** What you have to do **
Return every line of the records below that contains the word "orange".

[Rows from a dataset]

□ □ □ □ □

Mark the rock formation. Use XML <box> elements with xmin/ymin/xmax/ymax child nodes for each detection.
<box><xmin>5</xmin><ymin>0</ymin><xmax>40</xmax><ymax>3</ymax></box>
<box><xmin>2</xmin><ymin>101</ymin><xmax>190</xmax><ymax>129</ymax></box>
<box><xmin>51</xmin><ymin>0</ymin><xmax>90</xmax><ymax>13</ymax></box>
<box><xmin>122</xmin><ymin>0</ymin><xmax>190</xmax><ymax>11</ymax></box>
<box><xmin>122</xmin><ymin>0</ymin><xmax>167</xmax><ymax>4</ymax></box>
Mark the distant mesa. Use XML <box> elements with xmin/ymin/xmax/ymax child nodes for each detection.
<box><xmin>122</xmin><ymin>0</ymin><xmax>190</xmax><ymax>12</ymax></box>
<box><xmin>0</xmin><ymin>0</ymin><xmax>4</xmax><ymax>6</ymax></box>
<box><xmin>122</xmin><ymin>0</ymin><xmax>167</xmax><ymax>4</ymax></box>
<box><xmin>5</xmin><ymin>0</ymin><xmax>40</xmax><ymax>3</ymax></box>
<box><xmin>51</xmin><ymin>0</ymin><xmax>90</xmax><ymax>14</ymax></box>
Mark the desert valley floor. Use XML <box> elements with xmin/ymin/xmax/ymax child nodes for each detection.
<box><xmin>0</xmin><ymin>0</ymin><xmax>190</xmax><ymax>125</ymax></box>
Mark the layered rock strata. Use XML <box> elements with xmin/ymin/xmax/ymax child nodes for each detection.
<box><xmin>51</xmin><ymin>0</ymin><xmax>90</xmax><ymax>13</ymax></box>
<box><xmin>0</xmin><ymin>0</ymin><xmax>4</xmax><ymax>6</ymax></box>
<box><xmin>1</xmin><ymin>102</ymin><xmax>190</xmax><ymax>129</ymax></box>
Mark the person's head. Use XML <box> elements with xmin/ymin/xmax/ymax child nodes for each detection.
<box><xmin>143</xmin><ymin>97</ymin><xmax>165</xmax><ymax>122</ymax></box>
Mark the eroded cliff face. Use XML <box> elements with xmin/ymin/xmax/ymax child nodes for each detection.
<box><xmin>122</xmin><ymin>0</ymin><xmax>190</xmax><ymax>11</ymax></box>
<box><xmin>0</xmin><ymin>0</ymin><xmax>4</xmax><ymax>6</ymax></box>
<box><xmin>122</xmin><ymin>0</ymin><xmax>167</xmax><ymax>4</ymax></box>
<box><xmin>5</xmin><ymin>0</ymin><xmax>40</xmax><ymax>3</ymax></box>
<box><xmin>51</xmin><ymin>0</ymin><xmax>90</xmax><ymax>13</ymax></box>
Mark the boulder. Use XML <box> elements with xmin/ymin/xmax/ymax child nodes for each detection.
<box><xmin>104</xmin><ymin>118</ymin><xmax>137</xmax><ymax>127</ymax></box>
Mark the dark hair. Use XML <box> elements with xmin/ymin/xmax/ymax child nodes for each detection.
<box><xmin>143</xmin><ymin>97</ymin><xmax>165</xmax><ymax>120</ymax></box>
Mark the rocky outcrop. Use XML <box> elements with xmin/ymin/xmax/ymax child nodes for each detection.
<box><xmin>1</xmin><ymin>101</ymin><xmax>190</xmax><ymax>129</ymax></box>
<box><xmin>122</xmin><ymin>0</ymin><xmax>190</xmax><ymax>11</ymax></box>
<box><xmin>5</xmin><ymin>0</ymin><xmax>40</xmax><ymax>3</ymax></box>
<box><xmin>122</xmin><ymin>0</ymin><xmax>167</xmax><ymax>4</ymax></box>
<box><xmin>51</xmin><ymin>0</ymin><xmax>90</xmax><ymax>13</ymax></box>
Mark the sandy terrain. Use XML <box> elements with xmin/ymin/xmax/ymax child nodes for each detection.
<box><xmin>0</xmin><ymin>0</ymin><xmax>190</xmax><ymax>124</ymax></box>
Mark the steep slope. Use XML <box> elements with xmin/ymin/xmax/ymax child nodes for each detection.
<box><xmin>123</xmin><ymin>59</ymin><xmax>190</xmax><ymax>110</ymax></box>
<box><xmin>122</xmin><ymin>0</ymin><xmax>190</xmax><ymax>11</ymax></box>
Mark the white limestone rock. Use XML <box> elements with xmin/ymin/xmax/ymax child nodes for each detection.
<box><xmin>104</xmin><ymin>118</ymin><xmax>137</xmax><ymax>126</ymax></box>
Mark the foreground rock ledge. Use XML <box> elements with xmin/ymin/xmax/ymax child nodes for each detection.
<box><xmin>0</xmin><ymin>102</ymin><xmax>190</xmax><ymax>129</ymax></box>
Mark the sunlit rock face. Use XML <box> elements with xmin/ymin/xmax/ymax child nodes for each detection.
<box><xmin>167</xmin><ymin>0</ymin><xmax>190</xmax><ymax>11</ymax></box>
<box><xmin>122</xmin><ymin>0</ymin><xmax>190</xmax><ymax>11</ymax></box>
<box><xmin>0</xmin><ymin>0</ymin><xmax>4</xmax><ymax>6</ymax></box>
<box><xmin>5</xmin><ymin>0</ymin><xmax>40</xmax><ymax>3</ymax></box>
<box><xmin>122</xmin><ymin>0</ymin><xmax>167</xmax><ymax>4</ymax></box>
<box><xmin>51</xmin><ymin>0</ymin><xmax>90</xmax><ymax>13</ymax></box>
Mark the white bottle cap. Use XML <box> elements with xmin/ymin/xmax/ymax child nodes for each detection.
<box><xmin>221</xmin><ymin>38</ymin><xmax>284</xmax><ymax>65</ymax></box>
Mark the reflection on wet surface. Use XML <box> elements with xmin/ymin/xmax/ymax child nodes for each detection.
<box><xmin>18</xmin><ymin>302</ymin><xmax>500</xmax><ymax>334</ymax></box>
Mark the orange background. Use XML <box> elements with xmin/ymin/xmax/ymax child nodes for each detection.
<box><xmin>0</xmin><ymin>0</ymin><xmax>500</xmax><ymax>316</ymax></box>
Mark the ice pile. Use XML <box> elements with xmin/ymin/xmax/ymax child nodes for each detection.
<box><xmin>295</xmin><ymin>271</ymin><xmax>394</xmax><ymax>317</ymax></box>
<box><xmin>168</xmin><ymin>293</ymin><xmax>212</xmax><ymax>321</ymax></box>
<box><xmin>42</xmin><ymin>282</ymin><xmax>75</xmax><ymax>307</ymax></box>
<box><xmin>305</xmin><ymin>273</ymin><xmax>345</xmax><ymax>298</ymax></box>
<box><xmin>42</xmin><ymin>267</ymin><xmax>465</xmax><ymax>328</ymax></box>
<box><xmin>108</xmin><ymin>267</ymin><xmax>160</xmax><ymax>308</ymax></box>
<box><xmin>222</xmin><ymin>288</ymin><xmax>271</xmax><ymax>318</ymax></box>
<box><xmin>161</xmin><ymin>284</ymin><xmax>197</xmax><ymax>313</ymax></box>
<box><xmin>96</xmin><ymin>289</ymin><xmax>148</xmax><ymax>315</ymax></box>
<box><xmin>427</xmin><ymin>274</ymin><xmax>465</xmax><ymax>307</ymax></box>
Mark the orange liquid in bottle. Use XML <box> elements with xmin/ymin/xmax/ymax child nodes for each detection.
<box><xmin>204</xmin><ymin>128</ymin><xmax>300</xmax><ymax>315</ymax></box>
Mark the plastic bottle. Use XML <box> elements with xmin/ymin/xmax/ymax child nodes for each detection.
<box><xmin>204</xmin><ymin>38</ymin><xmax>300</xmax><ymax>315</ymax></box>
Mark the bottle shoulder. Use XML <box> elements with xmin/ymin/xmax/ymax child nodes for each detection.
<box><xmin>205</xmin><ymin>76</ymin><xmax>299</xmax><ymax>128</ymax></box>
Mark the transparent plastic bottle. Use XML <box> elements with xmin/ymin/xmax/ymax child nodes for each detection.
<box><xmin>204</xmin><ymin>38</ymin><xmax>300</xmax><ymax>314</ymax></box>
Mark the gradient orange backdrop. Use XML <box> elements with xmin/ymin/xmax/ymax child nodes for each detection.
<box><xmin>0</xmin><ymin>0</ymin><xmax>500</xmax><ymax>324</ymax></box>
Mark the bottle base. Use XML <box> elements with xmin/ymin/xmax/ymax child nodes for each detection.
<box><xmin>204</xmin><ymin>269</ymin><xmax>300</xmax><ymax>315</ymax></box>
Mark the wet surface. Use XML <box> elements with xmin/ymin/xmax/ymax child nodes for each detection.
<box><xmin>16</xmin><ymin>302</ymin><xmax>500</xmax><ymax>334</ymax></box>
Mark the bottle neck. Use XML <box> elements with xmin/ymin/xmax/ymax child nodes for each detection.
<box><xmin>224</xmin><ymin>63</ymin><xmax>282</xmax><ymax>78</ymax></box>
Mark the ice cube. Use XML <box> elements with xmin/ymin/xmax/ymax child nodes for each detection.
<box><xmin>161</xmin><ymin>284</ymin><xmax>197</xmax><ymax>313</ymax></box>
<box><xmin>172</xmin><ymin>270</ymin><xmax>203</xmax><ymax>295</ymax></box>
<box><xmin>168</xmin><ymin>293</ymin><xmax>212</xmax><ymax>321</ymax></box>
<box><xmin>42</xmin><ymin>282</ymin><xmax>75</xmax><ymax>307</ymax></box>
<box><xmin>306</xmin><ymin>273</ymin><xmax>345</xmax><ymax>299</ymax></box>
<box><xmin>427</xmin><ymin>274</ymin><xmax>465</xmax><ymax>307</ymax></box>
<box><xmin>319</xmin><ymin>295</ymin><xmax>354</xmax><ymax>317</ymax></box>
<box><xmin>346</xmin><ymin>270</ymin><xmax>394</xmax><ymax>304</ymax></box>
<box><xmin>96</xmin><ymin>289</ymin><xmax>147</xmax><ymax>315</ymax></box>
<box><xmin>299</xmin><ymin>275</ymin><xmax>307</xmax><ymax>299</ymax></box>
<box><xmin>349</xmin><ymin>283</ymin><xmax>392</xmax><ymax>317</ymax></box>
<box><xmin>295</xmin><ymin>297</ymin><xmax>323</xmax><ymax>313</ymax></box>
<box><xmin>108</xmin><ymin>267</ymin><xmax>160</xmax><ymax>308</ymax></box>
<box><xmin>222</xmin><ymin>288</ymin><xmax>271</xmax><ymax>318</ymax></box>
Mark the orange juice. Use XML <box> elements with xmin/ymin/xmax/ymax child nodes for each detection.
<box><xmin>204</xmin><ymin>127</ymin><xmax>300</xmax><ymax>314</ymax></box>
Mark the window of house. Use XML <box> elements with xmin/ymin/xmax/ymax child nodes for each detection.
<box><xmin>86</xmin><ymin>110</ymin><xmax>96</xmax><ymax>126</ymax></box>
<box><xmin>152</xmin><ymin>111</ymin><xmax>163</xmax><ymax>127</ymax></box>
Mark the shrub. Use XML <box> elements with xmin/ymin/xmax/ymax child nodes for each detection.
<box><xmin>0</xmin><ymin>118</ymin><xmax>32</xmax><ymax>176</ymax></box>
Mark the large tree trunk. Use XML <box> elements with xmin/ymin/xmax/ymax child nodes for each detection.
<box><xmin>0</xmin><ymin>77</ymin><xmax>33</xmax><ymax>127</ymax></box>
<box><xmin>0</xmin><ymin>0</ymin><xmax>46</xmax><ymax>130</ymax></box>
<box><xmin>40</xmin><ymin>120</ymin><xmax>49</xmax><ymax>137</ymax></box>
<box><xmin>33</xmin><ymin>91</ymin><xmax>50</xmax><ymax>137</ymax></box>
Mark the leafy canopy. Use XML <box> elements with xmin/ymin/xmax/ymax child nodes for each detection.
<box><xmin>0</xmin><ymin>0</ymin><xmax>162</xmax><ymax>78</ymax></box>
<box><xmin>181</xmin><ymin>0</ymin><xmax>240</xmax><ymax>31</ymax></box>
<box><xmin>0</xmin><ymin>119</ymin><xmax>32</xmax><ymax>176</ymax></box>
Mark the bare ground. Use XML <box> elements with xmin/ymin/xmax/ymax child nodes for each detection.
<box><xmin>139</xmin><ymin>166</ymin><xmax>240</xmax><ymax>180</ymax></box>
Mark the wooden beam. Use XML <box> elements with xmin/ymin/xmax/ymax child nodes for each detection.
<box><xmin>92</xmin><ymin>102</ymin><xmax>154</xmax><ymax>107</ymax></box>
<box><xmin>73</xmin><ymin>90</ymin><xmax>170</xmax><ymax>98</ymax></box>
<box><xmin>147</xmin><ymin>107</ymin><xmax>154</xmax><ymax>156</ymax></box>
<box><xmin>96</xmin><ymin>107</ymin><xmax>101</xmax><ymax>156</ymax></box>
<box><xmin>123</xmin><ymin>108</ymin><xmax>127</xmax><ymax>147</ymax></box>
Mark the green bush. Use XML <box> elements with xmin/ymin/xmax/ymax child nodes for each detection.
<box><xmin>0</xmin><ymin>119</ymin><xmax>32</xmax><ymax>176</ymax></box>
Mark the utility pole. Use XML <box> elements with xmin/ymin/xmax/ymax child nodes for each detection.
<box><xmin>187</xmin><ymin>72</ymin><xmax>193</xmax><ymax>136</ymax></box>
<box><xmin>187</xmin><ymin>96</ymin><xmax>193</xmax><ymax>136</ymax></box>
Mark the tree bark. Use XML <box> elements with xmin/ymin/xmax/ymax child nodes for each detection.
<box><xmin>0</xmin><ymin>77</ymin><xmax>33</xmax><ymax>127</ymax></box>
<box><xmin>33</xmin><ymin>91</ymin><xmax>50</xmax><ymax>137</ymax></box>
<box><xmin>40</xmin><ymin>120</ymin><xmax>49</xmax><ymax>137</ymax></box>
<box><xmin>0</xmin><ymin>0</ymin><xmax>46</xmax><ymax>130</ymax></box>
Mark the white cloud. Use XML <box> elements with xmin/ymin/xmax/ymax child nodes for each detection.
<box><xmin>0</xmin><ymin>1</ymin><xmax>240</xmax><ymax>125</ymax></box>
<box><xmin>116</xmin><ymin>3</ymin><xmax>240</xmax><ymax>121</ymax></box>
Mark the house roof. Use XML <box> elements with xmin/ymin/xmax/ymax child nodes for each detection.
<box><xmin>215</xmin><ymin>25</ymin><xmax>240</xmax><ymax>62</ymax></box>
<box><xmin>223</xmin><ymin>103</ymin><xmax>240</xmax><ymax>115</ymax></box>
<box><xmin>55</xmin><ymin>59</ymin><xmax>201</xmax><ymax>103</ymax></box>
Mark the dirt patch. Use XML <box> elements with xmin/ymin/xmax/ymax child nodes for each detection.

□ □ □ □ □

** Solution to this exercise **
Mark the orange background. Use XML <box> elements with xmin/ymin/xmax/ymax child nodes for each detection.
Mark the orange liquid in bottle. Use XML <box> elements with xmin/ymin/xmax/ymax child nodes for each detection.
Mark the gradient orange backdrop. Use XML <box> elements with xmin/ymin/xmax/ymax child nodes for each detection.
Mark the orange juice. Use XML <box> elements with xmin/ymin/xmax/ymax child nodes for each detection.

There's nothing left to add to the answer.